Problem statement:
All that should be output is the block of lines below from the line with "task: segment each instance" to the line with "units: pixel coordinates, whole", both included, exactly as written.

Stored records:
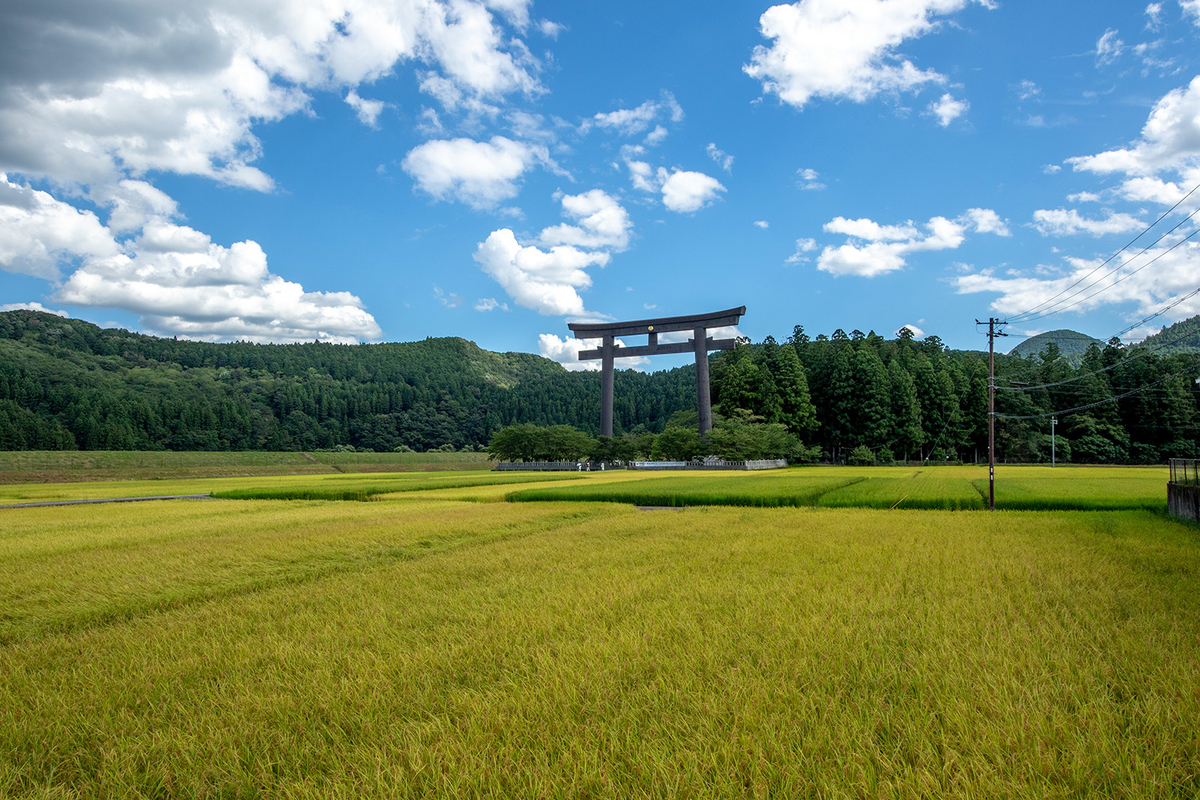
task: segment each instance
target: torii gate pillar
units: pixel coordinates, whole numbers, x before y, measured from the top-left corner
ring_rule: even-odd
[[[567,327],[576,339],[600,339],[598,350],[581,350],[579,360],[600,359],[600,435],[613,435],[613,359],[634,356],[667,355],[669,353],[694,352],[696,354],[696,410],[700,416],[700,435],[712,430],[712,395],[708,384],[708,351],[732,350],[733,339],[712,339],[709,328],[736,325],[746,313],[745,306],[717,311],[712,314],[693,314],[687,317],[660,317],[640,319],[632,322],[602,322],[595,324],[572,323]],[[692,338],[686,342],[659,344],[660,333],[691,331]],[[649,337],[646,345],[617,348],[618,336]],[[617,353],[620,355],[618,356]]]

==

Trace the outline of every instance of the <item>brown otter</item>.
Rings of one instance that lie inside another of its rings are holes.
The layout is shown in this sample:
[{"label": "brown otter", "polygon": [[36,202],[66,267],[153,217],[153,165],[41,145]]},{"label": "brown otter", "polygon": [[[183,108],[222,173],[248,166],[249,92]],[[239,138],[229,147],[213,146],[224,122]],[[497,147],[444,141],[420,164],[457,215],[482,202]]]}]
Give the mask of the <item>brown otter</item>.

* * *

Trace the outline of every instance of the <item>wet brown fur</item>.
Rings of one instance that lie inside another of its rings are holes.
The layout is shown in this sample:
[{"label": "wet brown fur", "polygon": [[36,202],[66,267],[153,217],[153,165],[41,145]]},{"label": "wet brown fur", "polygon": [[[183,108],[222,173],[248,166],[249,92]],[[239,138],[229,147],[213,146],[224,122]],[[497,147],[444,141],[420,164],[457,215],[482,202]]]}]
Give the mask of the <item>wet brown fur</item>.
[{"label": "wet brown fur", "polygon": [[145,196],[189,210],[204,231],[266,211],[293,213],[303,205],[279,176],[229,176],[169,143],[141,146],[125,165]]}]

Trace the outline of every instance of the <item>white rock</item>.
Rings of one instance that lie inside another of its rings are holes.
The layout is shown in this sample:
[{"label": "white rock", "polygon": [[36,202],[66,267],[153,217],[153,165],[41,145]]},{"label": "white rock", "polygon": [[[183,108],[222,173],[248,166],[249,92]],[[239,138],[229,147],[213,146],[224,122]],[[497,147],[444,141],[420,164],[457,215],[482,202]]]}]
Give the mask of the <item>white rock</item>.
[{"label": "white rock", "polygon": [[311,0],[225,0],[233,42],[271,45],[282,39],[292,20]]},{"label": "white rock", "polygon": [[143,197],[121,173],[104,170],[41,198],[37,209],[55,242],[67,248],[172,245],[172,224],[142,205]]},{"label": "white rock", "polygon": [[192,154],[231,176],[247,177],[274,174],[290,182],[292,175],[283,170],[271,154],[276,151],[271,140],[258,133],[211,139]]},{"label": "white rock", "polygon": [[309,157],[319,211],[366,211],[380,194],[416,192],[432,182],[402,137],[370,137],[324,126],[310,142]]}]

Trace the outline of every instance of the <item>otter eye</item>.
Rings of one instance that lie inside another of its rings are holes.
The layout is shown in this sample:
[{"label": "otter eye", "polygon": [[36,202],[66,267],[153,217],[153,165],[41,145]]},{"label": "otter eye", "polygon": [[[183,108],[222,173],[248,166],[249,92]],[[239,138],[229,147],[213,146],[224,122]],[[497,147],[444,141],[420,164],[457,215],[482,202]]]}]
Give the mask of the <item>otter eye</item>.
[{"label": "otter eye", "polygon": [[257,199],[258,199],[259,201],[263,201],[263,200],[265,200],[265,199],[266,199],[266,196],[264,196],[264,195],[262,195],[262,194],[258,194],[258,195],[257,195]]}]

Output of the task:
task: segment each instance
target: torii gate pillar
units: pixel coordinates, whole numbers, x before y, measured from the top-left corner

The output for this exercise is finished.